▸ WHAT YOU NEED TO DO
Could you extend the comment thread about Illinois bond yields, picking up right after its final sentence?

▸ EXTRACT TO READ
>>>>>

Above? what are they smoking? How about 5 levels below ‘junk’.

“Yields on the state’s 10-year bonds soared (Emphasis mine) to 4.8%. …”

Soared? what are they smoking? Yields should be 28% or more.

Dutchman
Dutchman

Decimal is in the wrong place: 48%. Even then, the coupons (on the bond) would be for weekly payments – the bond would be as big as a road map.

Dutchman
Dutchman

4.8% – if it’s paid daily, it wouldn’t be a bad deal.

Lend Illinois money @ 4.8% for ten years? You gotta be out of your mind.

It’s going to go bankrupt and the bond holders are going to get a haircut.

starfcker
starfcker

Bonds are where money goes to die.

Unreconstructed Southerner

I wouldn’t touch it with somebody else’s money.
A state run by communists and negroes does not inspire confidence.

Dutchman
Dutchman

Neegrows are so worthless, they can’t be used as an asset.

Anonymous
Anonymous

Its a good deal. Other pension funds should buy up the Illinois bonds.

Dutchman
Dutchman

I wouldn’t be surprised if Illinois did this. The probably have several public pension funds. One could buy the bonds of the other.

This was done in NJ 1997:

For the second time since taking office, Gov. Christine Todd Whitman is turning to the public employee pension system to balance New Jersey’s budget, this time with a move that amounts to shifting debt from one credit card to another to skip a monthly payment.

<<<<<

Records in a dataset
>>>>>

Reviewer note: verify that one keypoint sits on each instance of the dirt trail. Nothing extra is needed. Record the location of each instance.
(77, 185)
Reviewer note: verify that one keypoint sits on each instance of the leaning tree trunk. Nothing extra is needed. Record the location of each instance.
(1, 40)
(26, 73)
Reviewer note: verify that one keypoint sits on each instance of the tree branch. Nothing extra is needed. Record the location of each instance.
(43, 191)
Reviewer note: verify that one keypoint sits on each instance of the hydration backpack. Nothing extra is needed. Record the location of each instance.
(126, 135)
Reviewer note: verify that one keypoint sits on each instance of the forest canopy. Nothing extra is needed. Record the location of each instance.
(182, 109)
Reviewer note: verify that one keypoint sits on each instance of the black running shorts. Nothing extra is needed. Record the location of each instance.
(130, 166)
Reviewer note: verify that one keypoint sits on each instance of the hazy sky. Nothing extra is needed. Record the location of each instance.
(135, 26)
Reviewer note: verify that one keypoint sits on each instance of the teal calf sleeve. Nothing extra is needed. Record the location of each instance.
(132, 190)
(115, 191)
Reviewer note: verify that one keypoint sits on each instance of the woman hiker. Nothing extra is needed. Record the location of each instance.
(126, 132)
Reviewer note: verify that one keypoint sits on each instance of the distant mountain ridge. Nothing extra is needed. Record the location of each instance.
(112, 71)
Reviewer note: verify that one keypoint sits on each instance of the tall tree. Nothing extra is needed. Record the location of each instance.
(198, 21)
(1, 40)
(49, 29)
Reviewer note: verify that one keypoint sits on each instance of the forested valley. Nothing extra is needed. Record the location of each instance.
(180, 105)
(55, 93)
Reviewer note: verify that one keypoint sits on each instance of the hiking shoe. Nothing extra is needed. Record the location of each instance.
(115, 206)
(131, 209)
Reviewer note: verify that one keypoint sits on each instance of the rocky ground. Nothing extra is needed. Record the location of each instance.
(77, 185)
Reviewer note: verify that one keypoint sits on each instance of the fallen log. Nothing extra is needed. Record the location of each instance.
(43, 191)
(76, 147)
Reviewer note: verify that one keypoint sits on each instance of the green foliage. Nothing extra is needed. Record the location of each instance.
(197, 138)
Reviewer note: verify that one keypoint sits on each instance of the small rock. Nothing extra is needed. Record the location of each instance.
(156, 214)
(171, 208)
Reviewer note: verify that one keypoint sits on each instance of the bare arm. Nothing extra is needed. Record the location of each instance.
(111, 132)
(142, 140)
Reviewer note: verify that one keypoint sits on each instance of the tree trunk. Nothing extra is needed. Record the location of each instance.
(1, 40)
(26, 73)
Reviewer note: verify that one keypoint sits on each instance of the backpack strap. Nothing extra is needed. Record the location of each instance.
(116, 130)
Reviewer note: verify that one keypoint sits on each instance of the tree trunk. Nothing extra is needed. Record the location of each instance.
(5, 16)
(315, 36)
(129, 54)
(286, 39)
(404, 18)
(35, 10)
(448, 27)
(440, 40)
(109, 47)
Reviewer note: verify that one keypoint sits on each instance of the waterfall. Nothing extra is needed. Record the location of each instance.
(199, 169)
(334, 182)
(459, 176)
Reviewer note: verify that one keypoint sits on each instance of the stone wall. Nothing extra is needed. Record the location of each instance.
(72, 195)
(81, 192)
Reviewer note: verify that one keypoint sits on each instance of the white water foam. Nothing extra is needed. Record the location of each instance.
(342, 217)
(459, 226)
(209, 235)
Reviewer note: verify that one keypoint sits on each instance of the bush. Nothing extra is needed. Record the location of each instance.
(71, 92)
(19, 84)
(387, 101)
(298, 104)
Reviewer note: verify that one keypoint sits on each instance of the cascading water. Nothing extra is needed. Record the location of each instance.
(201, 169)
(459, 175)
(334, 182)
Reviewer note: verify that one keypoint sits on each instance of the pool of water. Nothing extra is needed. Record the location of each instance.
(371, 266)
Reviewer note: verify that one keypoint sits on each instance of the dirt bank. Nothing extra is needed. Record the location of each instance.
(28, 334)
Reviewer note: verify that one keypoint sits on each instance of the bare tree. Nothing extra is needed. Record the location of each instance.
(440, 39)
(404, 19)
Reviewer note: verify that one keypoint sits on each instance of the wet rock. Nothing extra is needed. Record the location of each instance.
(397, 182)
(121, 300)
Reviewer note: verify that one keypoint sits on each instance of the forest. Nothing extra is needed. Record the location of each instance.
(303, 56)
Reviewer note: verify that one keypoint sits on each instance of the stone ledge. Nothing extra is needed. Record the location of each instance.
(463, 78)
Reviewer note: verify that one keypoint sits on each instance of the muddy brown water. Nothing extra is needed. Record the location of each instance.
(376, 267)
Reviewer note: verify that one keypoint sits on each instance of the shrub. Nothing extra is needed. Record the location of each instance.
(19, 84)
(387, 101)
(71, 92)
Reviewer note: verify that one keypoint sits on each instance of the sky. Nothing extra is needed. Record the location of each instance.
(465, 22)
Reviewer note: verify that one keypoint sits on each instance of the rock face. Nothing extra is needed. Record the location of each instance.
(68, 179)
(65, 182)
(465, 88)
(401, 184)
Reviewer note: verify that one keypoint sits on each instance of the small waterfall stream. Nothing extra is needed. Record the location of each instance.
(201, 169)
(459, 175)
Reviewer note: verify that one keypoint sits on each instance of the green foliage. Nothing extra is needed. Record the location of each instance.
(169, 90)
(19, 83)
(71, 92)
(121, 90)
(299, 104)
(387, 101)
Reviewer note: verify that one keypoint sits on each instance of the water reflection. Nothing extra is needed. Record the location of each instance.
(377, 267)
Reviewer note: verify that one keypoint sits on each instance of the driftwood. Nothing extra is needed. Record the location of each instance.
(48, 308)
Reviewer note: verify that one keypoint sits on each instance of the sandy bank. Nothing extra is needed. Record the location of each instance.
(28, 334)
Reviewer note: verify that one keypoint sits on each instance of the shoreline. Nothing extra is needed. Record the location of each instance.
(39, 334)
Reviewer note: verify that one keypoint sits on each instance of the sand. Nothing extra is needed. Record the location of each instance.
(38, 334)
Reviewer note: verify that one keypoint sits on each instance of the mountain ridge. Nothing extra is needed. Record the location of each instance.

<<<<<

▸ EXERCISE RESULT
General
General

Government should not be allowed to borrow money. Ever. That alone would solve many problems.

starfcker
starfcker

“What’s the reward? Interest rates for 10-year Illinois General Obligation bonds are approximately 2% higher than AAA rated municipal bonds. $10,000 in Illinois bonds would annually earn $200 more in interest than a top quality bond.” There is all you need to know right there. You’re going to put 10 grand at risk for 10 years and your upside might be a steak dinner for four? Come on Dennis, that’s not retirement planning, you could do better playing cards as an investment strategy. At least you have more upside.

Dennis Miller
Dennis Miller

Hi,

We agree for sure. I concluded that even speculators should stay free of IL debt.

I wish I had thought of your line about the steak dinner because that is what I was trying to get across.